:: About this exercise ::
When the line containing "output_spec: left=<int>, top=<int>, right=<int>, bottom=<int>" is reached, begin reproducing lines exactly and continue through the last line of the records below.

Stored records:
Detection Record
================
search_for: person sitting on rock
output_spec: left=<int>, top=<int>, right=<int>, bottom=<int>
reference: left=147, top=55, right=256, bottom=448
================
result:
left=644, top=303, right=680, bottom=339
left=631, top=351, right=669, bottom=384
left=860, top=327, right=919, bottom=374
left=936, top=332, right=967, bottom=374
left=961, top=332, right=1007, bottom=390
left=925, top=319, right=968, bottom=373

:: Result for this task ::
output_spec: left=<int>, top=<int>, right=<int>, bottom=<int>
reference: left=147, top=55, right=256, bottom=448
================
result:
left=644, top=303, right=680, bottom=339
left=631, top=351, right=669, bottom=384
left=860, top=327, right=919, bottom=374
left=936, top=332, right=967, bottom=374
left=961, top=332, right=1007, bottom=390
left=925, top=319, right=968, bottom=373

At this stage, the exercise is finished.